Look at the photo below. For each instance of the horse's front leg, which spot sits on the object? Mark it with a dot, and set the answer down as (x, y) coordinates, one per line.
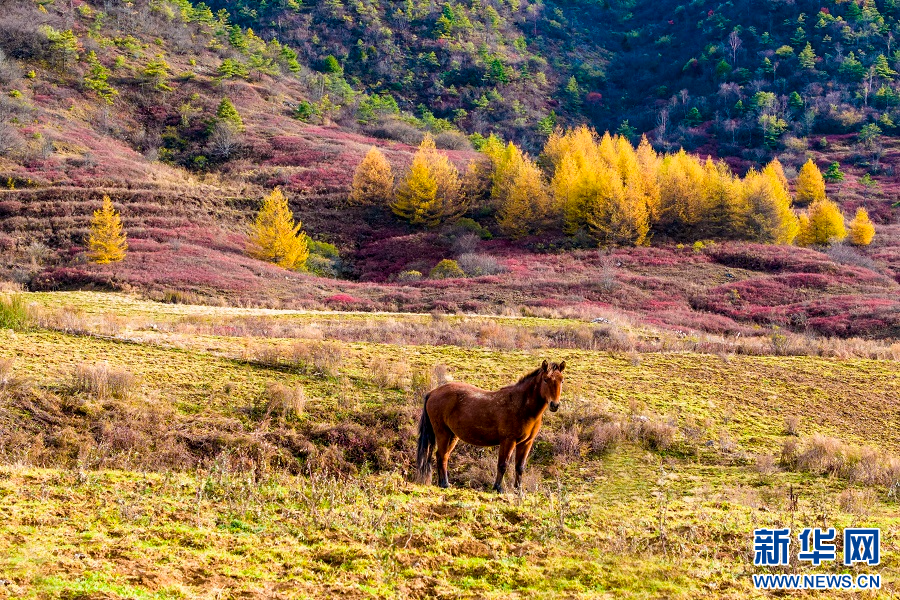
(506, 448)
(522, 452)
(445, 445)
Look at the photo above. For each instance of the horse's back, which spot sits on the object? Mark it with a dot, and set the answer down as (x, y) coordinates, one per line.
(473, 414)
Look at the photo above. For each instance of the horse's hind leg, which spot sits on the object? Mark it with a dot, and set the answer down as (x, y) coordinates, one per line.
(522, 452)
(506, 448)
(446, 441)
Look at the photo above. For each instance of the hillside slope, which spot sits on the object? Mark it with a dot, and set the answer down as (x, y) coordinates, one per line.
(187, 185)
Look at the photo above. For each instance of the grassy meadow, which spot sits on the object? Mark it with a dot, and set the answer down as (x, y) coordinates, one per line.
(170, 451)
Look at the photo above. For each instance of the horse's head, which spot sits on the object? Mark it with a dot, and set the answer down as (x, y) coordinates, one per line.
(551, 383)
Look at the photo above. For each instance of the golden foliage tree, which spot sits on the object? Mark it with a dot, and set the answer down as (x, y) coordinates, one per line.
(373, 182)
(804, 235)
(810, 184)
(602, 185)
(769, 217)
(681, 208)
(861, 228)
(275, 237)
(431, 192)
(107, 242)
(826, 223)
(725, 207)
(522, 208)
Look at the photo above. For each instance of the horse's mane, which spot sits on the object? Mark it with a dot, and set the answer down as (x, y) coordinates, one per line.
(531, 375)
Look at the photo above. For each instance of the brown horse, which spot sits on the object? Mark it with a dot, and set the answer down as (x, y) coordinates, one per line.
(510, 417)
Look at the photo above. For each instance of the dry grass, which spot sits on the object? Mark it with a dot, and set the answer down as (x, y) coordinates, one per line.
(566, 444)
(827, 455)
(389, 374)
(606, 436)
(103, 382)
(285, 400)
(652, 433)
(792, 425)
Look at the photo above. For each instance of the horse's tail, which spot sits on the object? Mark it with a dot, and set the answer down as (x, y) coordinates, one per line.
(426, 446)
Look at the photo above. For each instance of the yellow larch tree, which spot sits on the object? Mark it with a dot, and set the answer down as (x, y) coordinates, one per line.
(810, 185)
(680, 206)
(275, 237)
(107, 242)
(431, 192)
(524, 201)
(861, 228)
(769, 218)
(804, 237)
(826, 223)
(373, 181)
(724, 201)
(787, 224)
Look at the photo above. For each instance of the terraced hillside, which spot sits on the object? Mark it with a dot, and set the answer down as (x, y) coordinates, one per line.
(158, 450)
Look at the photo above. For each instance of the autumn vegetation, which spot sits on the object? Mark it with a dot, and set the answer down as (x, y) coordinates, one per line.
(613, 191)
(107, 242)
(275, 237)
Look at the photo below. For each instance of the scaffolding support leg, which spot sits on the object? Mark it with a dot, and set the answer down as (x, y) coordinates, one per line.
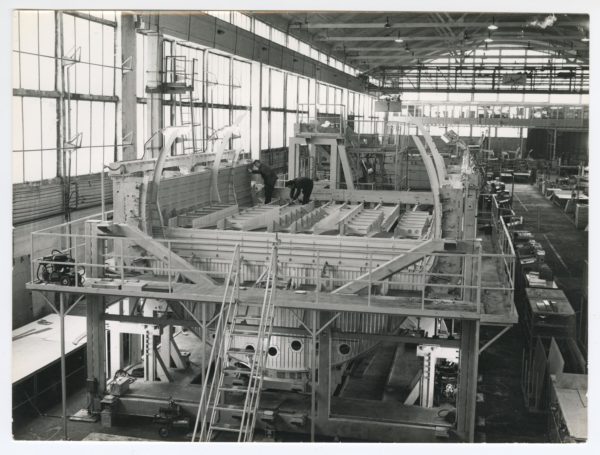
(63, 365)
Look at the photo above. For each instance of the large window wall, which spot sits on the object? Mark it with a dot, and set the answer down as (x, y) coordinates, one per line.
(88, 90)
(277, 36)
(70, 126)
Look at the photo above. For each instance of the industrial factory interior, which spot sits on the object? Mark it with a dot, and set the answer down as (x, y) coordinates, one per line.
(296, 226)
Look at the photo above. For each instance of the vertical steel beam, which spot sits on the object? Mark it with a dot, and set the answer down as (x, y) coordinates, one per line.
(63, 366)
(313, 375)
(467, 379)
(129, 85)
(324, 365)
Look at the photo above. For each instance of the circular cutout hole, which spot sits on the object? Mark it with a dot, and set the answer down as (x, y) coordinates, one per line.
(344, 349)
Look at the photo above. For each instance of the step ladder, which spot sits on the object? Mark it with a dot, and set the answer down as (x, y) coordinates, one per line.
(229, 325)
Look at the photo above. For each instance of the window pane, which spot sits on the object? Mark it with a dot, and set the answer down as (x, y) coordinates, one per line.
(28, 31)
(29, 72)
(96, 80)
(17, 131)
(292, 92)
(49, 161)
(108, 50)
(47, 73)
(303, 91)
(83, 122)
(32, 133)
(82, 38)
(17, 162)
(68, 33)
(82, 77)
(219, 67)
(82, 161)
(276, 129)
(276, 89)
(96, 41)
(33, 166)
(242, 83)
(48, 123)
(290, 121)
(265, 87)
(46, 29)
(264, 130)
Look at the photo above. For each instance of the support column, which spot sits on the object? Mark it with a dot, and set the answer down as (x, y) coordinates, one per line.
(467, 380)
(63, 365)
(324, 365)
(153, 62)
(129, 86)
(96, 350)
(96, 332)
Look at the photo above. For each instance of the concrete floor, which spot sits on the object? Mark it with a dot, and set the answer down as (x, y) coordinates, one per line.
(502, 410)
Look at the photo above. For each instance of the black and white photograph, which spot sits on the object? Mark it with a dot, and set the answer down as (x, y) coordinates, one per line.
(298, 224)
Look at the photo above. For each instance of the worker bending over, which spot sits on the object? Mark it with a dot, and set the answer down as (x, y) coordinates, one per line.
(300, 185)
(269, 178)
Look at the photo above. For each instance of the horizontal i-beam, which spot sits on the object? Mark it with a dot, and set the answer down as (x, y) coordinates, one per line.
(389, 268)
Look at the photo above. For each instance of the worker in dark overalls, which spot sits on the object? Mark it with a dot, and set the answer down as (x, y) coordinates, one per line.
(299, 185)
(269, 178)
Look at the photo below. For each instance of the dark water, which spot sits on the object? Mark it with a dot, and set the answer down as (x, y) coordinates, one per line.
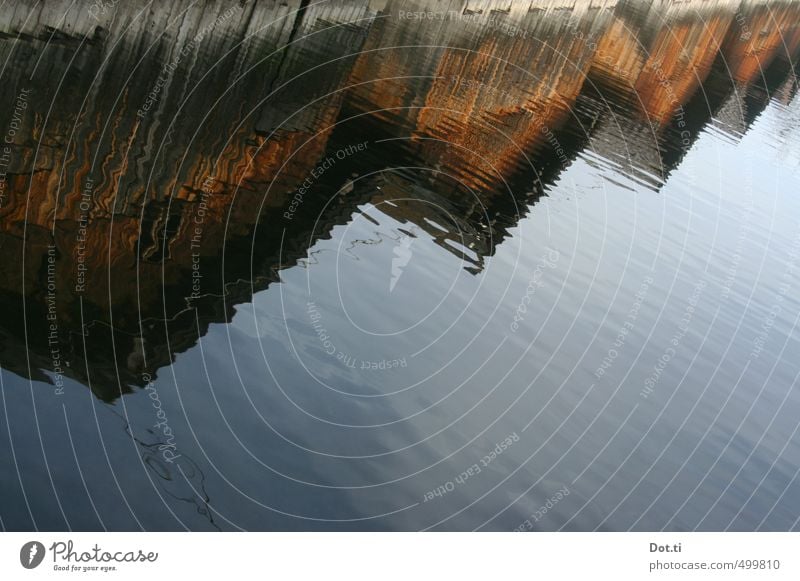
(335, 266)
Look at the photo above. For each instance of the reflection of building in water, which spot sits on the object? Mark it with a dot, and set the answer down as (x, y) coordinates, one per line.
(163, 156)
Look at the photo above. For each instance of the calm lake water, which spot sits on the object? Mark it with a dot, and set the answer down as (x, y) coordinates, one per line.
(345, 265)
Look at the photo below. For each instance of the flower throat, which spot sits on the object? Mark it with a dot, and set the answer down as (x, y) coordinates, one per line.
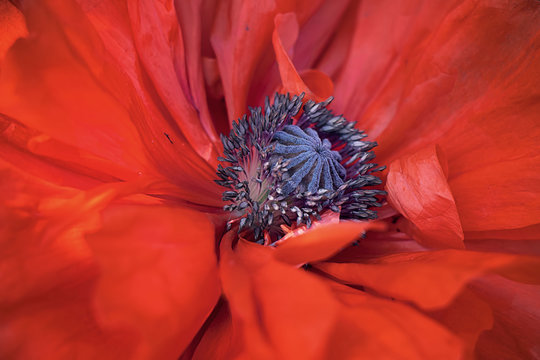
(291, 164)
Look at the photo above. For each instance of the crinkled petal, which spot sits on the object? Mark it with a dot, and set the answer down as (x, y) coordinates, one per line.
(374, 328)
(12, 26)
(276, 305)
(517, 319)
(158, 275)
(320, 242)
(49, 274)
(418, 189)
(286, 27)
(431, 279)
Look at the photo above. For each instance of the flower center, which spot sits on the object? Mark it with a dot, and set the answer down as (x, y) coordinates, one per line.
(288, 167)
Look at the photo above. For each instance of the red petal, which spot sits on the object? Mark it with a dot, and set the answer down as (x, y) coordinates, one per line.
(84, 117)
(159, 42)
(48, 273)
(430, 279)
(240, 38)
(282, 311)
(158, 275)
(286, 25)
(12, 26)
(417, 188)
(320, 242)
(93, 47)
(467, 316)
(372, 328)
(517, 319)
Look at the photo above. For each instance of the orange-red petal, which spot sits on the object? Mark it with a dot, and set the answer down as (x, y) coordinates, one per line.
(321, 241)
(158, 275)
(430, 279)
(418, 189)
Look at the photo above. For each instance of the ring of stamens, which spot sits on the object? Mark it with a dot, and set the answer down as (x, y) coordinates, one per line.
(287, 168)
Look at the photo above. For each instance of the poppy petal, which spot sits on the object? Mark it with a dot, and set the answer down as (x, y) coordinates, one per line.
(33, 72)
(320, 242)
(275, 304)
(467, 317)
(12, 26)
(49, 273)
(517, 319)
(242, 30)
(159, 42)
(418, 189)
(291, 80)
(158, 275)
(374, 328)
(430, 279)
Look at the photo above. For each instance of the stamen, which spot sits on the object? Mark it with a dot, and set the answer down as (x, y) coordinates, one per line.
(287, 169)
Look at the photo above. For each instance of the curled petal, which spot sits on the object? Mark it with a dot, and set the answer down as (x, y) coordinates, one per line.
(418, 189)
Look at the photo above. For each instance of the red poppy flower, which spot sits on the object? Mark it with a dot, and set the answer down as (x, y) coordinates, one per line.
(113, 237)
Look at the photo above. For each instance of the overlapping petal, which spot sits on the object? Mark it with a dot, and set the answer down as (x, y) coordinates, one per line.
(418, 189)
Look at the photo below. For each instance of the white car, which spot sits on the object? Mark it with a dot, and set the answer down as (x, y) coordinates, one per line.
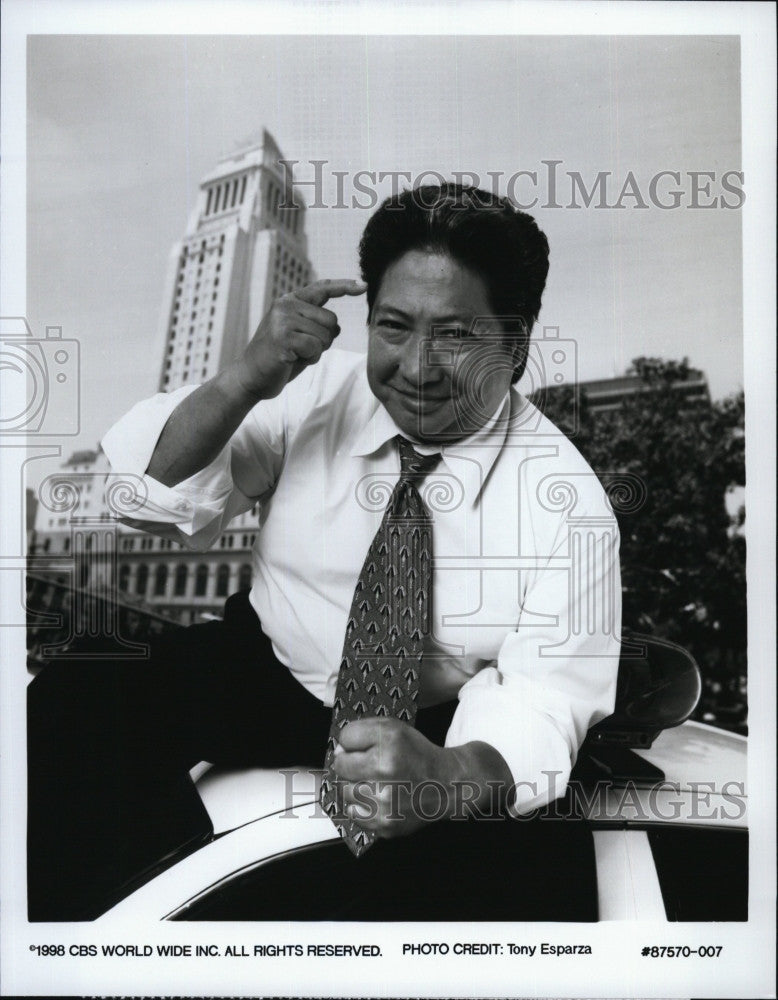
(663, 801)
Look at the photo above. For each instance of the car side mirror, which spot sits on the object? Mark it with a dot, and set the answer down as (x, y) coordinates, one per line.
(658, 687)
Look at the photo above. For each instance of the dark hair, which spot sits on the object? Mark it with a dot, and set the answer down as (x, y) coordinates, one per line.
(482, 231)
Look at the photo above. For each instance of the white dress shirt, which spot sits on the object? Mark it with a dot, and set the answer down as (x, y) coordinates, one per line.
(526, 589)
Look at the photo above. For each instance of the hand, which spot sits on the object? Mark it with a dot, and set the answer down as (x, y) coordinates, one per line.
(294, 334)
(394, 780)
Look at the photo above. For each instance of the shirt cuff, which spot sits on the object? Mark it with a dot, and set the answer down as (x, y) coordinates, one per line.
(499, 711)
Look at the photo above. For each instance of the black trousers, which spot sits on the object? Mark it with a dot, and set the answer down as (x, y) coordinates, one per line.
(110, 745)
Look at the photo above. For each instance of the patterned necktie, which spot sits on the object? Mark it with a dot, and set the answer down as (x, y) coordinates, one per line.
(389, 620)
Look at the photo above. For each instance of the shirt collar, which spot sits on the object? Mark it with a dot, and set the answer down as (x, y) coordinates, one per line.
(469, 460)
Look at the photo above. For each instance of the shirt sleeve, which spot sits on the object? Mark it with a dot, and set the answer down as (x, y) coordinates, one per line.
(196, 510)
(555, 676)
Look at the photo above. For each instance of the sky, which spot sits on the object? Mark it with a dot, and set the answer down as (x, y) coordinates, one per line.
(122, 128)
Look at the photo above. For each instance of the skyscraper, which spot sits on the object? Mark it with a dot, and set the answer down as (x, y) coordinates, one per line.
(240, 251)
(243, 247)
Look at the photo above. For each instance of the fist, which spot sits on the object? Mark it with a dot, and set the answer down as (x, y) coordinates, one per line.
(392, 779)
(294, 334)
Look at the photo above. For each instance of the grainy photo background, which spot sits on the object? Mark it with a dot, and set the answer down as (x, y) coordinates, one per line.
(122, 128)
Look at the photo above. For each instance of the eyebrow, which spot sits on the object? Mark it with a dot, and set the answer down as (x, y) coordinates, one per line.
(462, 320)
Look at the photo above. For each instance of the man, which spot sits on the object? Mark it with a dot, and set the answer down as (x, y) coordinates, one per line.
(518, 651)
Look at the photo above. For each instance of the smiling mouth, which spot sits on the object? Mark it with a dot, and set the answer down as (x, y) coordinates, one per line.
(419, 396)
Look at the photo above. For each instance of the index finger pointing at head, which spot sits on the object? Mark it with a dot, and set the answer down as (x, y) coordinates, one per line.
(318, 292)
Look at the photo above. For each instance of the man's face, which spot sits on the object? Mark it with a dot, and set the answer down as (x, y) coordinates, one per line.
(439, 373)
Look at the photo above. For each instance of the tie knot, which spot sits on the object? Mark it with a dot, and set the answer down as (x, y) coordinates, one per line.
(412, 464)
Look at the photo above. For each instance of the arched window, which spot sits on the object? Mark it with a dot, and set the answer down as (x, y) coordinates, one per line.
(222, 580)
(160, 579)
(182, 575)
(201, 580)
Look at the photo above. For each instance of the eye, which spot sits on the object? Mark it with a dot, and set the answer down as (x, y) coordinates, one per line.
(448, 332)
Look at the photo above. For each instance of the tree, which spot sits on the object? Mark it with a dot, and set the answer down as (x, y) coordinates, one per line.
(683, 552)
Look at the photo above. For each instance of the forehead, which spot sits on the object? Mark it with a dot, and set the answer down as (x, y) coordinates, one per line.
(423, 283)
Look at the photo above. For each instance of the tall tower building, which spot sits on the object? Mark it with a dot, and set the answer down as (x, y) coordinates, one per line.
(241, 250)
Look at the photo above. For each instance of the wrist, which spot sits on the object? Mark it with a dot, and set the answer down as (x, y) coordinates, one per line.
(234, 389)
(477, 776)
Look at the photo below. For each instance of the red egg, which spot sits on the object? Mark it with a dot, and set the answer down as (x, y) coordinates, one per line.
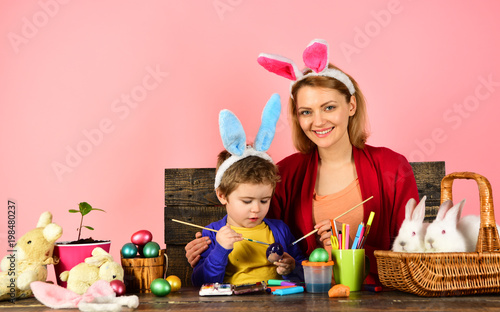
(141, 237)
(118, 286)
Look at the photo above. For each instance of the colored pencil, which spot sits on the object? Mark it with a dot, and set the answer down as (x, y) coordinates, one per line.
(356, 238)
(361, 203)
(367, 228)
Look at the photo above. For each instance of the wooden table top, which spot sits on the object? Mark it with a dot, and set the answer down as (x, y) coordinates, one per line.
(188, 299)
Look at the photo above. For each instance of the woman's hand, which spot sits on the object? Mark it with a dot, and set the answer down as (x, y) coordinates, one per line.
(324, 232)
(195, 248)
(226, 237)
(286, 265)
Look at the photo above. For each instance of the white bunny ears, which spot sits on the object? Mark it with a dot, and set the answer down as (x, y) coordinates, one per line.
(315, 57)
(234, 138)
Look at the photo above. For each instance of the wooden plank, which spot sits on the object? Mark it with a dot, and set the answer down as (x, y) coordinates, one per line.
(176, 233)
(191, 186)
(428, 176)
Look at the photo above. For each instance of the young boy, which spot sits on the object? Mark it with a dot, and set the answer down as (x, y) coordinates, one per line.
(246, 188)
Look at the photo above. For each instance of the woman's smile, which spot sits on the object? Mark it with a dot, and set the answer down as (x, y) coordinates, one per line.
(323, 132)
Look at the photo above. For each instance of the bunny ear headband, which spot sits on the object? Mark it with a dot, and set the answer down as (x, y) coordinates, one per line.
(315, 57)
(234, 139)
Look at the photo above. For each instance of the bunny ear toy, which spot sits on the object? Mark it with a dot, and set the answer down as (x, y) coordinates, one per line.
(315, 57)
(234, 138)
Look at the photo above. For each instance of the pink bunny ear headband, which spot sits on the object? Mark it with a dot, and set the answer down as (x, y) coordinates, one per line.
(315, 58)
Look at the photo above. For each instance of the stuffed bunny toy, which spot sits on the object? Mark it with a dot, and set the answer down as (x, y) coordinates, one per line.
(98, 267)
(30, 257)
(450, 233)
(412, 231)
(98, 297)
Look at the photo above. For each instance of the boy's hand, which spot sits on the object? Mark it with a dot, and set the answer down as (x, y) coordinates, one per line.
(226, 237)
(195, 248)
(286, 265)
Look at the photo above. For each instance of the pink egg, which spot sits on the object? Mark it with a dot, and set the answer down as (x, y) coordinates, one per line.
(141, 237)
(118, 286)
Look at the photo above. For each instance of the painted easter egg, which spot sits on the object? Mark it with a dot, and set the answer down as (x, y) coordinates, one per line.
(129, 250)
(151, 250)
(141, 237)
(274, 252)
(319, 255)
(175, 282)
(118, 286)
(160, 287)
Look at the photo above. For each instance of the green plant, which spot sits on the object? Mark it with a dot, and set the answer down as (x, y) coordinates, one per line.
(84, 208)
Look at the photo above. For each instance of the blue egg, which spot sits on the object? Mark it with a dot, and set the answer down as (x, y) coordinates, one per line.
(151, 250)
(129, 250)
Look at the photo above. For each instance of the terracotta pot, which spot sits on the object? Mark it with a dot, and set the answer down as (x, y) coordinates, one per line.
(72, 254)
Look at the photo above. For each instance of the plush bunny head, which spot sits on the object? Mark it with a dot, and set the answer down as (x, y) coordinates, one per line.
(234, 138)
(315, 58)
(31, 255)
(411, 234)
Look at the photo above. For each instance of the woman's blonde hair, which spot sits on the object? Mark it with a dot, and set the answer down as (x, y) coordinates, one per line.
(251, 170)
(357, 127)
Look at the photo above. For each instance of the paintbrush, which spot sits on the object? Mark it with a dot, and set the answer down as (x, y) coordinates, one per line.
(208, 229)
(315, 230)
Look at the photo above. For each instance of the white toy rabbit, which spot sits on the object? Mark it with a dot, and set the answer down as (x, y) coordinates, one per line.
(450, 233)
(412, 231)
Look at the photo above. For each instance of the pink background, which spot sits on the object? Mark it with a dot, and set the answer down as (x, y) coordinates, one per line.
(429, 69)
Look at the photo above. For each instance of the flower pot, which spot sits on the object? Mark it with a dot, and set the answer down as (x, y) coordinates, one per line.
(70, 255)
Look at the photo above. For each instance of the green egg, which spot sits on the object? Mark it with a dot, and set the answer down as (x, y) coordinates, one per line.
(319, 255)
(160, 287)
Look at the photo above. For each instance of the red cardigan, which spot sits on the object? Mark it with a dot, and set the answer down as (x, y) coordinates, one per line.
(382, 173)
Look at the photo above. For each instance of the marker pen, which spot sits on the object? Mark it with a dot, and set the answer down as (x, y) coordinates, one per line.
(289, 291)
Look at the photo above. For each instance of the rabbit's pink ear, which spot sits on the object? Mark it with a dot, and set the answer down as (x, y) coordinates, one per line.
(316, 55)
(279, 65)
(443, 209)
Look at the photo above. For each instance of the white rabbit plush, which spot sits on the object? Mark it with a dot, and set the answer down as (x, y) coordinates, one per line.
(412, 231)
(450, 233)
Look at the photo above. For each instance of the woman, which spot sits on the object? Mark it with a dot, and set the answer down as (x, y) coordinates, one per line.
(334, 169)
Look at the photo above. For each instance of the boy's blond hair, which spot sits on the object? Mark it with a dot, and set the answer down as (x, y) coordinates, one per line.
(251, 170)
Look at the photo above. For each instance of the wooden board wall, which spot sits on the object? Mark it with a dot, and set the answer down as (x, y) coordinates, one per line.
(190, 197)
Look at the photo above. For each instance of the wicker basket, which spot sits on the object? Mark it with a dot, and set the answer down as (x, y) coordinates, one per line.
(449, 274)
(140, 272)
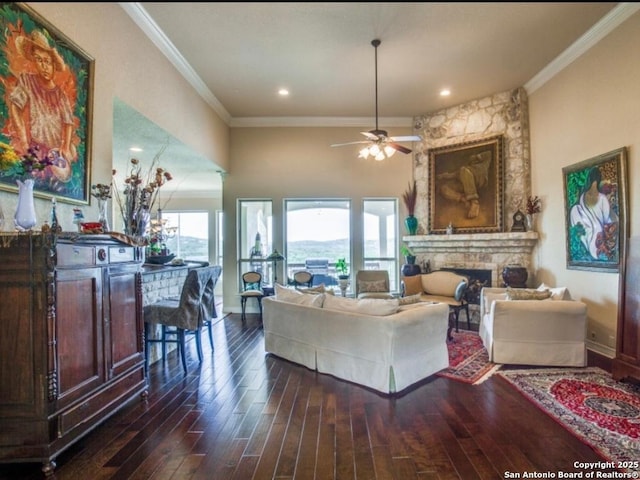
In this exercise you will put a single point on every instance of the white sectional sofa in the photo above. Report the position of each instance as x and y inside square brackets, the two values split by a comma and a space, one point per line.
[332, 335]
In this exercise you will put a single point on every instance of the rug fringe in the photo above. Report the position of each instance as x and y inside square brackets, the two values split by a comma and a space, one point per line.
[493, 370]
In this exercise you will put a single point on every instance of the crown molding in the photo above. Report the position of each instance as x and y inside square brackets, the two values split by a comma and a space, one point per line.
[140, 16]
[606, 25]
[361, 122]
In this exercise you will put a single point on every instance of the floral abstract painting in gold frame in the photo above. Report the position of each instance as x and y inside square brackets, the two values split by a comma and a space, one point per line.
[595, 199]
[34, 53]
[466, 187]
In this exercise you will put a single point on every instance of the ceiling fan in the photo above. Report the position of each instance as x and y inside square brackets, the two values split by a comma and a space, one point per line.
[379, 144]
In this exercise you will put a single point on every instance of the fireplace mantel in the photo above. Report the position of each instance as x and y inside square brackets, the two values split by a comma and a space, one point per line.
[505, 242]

________________

## [Task]
Reply with exactly the lines from the one containing "the rug fringe" to the last line of the material, inclusive, and with nothing more.

## [Result of the task]
In this exercise you will put a single point on every instance of the rug fringe in the photo above. Report the position of each instance as x and y inside square brackets, the two values split by a comma and a space, one point per line.
[493, 370]
In this exercise you will put a single point on every instance of the crown molding in the photo above. Report the position of each instance as x and y inside square brackets, the two values split by a comma and a space, one point per line.
[140, 16]
[606, 25]
[361, 122]
In this exercise you will put a single point on every instance of the floral abstract painting in gold frame in the photo above. Report the position of each instance as x and y inside square brackets, the two values split by a comma and a space, one point per line.
[595, 199]
[34, 53]
[466, 187]
In this exercise you will put a single point on every instance of the ceiling fan in the photo above. Report the position of each instance as x and y inside square brackets, the two values split by a comma and a space, one point per line.
[379, 144]
In this exercise you will put a single point on every instance of the fireplace mantel in the photo above. Report the position of each instance as x and y inside square brackets, the two values split by a comma and a space, one point per line.
[505, 242]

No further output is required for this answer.